■ Problem to work on ■
Transcribe, exactly as they appear, only the lines from the one holding "Quick favor — would you locate the leather" through the end of the entries below.

Saved data entries
== == ==

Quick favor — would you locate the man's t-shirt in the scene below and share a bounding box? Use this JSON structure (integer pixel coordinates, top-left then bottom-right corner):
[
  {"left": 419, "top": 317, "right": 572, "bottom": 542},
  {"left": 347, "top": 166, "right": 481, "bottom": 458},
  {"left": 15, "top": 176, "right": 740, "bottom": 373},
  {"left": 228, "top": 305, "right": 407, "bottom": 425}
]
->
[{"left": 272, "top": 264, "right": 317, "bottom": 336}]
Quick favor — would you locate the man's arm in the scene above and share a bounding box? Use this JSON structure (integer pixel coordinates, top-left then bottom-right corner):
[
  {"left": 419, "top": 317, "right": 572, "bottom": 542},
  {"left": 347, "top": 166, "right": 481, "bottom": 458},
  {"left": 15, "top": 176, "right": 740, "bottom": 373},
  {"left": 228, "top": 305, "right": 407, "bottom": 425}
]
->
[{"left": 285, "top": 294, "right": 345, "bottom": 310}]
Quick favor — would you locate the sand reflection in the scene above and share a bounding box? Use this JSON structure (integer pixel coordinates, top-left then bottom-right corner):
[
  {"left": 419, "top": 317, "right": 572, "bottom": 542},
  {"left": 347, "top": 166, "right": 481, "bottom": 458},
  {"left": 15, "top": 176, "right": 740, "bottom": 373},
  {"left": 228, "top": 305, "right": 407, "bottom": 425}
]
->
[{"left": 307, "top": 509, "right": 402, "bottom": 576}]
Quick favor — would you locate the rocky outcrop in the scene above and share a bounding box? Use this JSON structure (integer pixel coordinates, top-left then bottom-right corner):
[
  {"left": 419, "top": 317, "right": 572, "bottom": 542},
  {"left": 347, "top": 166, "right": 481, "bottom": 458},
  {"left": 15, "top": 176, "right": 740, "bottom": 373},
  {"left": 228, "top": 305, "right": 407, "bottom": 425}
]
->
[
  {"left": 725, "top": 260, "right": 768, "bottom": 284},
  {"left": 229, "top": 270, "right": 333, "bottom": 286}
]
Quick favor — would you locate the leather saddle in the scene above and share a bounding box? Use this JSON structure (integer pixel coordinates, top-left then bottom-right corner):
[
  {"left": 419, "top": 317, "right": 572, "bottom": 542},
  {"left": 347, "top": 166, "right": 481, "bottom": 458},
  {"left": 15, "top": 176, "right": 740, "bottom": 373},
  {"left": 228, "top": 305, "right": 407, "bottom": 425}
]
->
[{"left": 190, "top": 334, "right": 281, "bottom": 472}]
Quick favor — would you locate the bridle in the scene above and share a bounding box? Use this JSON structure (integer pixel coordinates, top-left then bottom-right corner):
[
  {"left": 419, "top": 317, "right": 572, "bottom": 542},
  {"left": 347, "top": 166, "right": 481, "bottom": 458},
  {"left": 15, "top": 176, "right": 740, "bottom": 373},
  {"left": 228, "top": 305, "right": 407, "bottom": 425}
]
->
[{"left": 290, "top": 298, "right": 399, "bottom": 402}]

== == ==

■ Correct answer ■
Quick favor — would you locate the leather saddle in the scene above and share a bounding box? Use this JSON structure (integer pixel coordinates, top-left then bottom-right corner):
[
  {"left": 419, "top": 317, "right": 572, "bottom": 542},
  {"left": 347, "top": 166, "right": 481, "bottom": 458},
  {"left": 15, "top": 176, "right": 740, "bottom": 373},
  {"left": 228, "top": 305, "right": 407, "bottom": 425}
]
->
[{"left": 190, "top": 334, "right": 281, "bottom": 472}]
Quick favor — would you locate the bridle in the scene above and share a bounding box? Use this JSON structure (integer pixel coordinates, top-left then bottom-right corner):
[
  {"left": 419, "top": 317, "right": 572, "bottom": 542},
  {"left": 347, "top": 166, "right": 481, "bottom": 458},
  {"left": 15, "top": 176, "right": 740, "bottom": 373},
  {"left": 228, "top": 305, "right": 407, "bottom": 425}
]
->
[{"left": 290, "top": 298, "right": 399, "bottom": 402}]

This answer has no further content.